━━━ Source passage
Those preprocessors could perform transformations on those nodes and pass an AST to the compiler at the end.

So essentially preprocessing would be a two-stage process:

  1. string->string transformations for everything where the html part cannot be parsed by into a Svelte AST
  2. AST*->AST* transformations for everything else where the html part is already parsed into a Svelte AST, but can be transformed, minus the script/style which is still in raw string form

Problem with that is that there are preprocessors already AFAIK which rely on script being transformed but not on the html part being transformed because they do that themselves then. So maybe that two-stage process could be loosened so that we can order 1/2 like we want, and the preprocessing pipeline detects if this is a AST->AST or string->string preprocessor and prepares the input accordingly (transform AST back into string for example).

dummdidumm avatar Sep 02 '21 12:09 dummdidumm

This might also be a good opportunity to include an API for preprocessors to contribute to the warnings and errors similar to those output by svelte.compile. This allows tooling (e.g. VS Code) to pick them up accordingly. Integration with the svelte-ignore comments might also feature somewhere.

kwangure avatar Jul 07 '22 21:07 kwangure

So maybe that two-stage process could be loosened so that we can order 1/2 like we want, and the preprocessing pipeline detects if this is a AST->AST or string->string preprocessor and prepares the input accordingly (transform AST back into string for example).
━━━━━━
• **Problems to work on**:
#1 In the Svelte preprocessing thread, write out the stretch from "This might also" through "also feature somewhere.", changing "warnings" to "notices".
#2 In the Svelte preprocessing thread, which editor is given as an example of tooling that could pick up warnings and errors?
━━━ Information given
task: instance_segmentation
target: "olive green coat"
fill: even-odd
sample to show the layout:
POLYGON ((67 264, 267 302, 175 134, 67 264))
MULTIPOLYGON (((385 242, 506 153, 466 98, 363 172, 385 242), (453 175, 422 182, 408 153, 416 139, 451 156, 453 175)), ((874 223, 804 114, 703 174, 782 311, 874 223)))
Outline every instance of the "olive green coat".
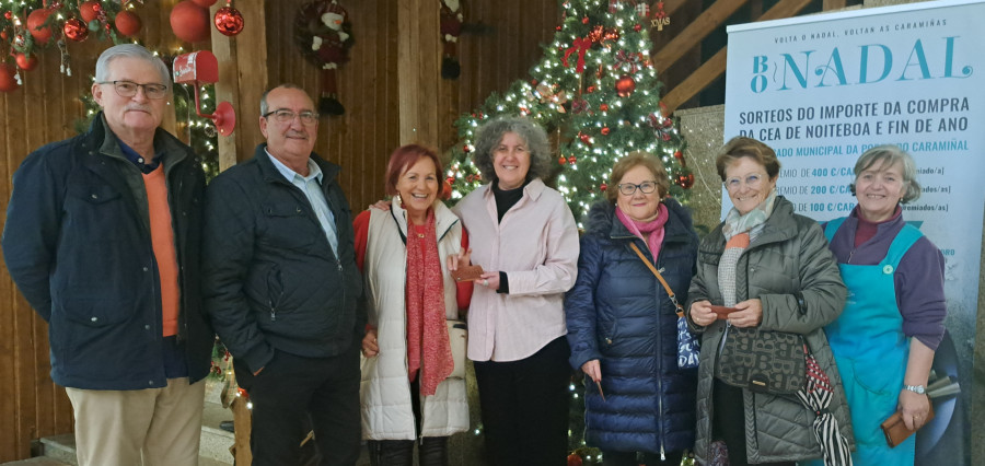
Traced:
MULTIPOLYGON (((719 224, 705 236, 698 248, 697 276, 691 282, 685 307, 688 313, 696 301, 723 304, 718 286, 718 261, 726 244, 721 228, 719 224)), ((807 217, 795 214, 793 205, 778 196, 761 233, 739 258, 735 276, 738 302, 752 298, 762 301, 763 322, 760 326, 763 329, 804 336, 835 387, 830 410, 854 450, 851 418, 842 378, 822 328, 842 313, 847 289, 821 226, 807 217), (798 291, 802 303, 796 294, 798 291)), ((725 321, 716 321, 707 327, 695 326, 691 319, 688 323, 695 333, 702 334, 695 453, 705 463, 710 454, 714 368, 726 325, 725 321)), ((751 391, 743 391, 743 396, 750 463, 821 457, 811 429, 814 412, 804 408, 795 396, 778 397, 751 391)))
━━━━━━
• **Results for the exercise**:
#1
This might also be a good opportunity to include an API for preprocessors to contribute to the notices and errors similar to those output by svelte.compile. This allows tooling (e.g. VS Code) to pick them up accordingly. Integration with the svelte-ignore comments might also feature somewhere.

#2 VS Code